# GIVEN RECORDS:
%%

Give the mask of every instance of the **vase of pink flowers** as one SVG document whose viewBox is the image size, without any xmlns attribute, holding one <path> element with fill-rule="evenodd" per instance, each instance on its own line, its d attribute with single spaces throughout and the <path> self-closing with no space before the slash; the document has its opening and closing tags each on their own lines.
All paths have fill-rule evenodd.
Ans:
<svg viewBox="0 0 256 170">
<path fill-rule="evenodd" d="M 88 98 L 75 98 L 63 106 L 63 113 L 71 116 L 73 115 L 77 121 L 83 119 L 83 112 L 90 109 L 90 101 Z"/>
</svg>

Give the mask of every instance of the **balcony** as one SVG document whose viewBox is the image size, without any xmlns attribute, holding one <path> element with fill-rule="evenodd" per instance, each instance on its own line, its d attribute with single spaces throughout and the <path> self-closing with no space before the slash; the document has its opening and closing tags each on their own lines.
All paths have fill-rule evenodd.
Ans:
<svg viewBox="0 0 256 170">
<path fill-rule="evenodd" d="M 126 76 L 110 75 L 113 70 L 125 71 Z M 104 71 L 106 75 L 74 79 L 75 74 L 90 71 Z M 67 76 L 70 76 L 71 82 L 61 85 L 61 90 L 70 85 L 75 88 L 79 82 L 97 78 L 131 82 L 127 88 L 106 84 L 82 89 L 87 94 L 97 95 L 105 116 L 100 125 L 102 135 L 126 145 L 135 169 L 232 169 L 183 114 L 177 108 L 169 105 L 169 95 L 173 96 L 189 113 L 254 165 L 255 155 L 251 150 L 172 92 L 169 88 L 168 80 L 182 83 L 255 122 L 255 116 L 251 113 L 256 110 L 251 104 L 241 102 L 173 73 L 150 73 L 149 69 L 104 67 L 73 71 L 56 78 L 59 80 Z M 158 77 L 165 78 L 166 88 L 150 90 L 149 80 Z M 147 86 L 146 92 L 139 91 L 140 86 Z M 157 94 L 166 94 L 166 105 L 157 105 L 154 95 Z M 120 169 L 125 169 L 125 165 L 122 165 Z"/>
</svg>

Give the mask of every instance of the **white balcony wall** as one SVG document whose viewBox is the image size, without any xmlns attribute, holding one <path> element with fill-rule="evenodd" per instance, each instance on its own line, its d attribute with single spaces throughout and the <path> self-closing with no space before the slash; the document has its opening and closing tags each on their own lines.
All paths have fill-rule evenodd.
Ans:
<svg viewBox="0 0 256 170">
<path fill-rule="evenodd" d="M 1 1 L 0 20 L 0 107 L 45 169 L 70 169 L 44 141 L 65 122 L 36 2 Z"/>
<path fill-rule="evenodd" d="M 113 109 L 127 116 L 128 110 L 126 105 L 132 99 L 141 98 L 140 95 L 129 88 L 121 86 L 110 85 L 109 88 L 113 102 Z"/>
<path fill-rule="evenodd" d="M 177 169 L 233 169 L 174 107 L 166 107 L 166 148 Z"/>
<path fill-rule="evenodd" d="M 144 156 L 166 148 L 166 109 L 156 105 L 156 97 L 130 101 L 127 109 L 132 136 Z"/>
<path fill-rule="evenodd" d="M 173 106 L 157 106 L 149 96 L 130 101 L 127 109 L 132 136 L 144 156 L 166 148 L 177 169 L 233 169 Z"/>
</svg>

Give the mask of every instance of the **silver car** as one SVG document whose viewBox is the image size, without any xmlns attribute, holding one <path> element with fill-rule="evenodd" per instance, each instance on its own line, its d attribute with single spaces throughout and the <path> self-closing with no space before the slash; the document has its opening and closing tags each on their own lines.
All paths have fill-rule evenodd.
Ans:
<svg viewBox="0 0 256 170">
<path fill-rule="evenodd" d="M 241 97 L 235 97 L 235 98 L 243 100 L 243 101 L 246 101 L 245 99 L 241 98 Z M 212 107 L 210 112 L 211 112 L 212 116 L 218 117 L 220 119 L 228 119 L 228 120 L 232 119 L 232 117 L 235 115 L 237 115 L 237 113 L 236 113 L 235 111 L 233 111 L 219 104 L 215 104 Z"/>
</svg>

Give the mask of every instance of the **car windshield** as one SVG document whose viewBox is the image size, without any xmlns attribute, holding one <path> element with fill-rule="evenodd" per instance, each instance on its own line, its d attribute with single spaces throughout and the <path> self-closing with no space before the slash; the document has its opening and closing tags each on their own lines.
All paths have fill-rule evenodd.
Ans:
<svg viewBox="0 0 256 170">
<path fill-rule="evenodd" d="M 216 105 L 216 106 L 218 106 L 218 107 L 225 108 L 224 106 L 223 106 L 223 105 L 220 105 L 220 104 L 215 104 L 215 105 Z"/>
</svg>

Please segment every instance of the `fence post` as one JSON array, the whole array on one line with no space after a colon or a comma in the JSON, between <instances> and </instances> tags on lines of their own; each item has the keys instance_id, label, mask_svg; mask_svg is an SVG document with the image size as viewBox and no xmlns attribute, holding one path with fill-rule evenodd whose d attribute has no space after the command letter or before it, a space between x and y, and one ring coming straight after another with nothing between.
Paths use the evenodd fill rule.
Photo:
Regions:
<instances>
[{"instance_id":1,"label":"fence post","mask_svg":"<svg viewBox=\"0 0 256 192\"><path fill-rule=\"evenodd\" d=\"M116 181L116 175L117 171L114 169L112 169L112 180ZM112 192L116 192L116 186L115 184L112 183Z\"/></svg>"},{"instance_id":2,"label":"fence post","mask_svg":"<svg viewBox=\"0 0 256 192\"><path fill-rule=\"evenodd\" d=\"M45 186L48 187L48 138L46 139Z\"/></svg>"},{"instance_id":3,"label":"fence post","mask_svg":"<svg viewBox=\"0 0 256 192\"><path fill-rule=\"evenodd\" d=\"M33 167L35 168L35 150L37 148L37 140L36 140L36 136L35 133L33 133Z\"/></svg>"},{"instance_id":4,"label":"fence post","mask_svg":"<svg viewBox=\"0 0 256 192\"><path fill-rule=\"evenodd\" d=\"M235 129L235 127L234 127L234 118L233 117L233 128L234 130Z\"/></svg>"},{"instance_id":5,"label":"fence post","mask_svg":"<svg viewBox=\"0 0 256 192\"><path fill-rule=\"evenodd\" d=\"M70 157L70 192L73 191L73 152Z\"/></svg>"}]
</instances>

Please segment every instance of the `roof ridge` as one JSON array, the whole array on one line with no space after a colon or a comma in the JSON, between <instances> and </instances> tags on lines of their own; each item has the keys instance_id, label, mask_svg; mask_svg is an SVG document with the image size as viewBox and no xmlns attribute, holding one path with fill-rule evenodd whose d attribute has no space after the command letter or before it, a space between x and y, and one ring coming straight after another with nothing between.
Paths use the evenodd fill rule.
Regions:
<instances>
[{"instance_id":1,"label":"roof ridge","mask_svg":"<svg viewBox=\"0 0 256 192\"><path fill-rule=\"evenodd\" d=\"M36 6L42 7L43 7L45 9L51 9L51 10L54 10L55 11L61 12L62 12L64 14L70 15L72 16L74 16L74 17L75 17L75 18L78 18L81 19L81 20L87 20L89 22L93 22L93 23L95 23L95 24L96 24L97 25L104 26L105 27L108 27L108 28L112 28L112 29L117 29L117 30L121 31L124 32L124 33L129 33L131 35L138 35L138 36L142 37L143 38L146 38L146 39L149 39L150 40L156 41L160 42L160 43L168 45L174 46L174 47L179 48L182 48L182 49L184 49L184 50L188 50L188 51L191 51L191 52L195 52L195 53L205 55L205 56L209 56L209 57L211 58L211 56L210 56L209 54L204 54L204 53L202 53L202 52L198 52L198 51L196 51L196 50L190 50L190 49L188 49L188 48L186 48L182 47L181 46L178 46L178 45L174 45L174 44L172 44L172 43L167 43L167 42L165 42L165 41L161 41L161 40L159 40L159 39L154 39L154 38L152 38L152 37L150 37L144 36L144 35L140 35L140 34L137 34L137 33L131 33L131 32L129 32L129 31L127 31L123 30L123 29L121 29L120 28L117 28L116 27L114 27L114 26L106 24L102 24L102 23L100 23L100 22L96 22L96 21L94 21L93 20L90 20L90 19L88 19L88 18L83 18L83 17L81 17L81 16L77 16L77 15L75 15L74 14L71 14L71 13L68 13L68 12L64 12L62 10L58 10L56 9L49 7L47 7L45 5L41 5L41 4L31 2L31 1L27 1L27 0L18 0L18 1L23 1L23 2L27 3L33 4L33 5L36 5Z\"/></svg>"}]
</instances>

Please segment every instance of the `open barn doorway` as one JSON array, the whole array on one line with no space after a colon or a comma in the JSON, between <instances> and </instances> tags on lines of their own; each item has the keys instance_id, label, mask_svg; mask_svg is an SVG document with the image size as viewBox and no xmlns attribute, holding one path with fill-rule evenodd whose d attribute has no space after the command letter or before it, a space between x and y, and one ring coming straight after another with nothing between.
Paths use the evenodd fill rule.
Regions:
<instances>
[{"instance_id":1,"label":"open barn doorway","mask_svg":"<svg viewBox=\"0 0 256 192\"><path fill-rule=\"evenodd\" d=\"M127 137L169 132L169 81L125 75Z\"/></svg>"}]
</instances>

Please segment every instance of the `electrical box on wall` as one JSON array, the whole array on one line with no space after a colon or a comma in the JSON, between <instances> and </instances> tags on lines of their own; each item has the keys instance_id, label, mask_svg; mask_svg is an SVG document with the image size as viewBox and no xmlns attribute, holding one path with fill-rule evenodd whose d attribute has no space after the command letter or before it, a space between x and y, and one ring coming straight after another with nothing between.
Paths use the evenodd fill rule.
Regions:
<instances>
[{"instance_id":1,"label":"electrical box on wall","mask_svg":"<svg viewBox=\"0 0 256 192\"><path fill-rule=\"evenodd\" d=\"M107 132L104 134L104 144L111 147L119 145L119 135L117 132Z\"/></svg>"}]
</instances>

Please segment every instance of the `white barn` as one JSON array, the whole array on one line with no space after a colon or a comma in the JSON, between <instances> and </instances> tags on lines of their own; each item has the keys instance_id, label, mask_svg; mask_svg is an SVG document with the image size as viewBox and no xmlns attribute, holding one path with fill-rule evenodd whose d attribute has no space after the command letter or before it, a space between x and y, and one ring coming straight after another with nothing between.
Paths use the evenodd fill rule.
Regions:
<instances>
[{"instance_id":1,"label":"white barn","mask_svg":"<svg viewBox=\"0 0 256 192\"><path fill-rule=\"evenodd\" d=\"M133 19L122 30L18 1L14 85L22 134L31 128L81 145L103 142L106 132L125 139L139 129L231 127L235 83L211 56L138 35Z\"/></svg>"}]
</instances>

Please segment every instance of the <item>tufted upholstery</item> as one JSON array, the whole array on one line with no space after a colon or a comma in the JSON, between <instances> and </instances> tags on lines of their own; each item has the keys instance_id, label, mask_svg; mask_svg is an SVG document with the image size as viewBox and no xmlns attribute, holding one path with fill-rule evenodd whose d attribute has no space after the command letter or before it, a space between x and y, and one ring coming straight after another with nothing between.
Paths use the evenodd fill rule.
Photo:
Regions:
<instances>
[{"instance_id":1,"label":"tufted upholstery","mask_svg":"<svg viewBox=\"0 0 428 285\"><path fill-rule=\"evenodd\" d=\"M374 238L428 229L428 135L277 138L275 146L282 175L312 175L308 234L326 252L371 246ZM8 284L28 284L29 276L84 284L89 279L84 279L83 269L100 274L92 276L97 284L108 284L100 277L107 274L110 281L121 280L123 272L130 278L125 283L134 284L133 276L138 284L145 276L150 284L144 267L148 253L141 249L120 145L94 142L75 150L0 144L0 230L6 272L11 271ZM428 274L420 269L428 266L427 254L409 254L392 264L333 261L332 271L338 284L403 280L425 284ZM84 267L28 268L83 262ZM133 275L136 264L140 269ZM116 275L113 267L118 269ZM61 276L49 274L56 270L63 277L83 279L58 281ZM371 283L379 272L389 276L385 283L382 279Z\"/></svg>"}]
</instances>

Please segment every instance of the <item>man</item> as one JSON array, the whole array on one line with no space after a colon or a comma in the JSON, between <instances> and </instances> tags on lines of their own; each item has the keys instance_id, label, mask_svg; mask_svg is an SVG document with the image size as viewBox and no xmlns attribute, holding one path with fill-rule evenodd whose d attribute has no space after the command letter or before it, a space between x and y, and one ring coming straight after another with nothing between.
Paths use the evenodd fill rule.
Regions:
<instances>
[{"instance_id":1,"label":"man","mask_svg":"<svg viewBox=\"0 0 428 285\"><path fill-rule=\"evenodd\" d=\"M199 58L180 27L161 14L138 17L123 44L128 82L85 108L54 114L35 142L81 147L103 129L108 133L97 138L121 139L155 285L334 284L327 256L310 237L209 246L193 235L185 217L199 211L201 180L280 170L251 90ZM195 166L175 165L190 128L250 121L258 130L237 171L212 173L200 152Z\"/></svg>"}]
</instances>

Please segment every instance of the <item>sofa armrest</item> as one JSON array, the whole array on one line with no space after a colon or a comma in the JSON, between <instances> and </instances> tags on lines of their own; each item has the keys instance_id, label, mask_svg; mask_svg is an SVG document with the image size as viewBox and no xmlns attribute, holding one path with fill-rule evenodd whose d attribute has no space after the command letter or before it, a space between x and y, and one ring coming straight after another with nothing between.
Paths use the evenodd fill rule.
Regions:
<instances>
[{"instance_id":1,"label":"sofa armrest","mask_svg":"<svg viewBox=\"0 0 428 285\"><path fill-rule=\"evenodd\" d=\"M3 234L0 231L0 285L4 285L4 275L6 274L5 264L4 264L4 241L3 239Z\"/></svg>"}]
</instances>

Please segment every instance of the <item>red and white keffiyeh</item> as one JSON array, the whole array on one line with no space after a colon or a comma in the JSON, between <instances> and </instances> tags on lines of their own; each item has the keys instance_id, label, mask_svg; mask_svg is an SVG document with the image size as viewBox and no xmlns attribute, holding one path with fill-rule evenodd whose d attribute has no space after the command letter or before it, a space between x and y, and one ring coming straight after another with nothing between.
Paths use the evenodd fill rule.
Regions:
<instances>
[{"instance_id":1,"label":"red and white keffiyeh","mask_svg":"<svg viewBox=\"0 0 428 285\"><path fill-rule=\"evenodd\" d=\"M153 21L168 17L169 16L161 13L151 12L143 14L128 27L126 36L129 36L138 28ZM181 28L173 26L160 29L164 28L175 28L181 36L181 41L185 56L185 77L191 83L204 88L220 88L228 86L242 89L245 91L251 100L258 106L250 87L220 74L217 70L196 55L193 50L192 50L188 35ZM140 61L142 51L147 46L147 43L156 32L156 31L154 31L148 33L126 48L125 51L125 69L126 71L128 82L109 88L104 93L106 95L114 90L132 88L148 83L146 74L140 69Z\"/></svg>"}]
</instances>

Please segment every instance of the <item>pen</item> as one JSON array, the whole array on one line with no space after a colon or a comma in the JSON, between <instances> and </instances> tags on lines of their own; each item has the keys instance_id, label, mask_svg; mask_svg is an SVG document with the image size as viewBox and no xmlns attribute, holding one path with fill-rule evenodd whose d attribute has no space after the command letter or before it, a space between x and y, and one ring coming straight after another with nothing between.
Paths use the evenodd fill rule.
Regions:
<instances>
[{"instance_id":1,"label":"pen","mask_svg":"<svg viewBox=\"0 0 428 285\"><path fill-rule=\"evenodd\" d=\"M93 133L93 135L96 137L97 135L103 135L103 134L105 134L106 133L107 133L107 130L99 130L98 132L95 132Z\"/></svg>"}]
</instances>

%%

# YOUR OBJECTIVE:
Pull out each line of the records above that contains the string "balcony". Matching is case-sensitive.

# TASK SOLUTION:
Give the mask of every instance of the **balcony** as one SVG document whose viewBox is the image size, without any xmlns attribute, holding one <path> element with fill-rule="evenodd" per instance, each instance on its own line, its d attribute with single spaces throughout and the <path> self-closing with no space before the slash; the document has its opening and closing tags each on their own lines.
Give the mask of every instance of the **white balcony wall** as one SVG document whose viewBox is the image size, without any xmlns attribute, holding one <path> element with fill-rule="evenodd" per instance, each instance on its own line, its d attribute with single spaces throughout and the <path> self-closing with no space before the slash; the document has its opening and closing tags each on their own lines.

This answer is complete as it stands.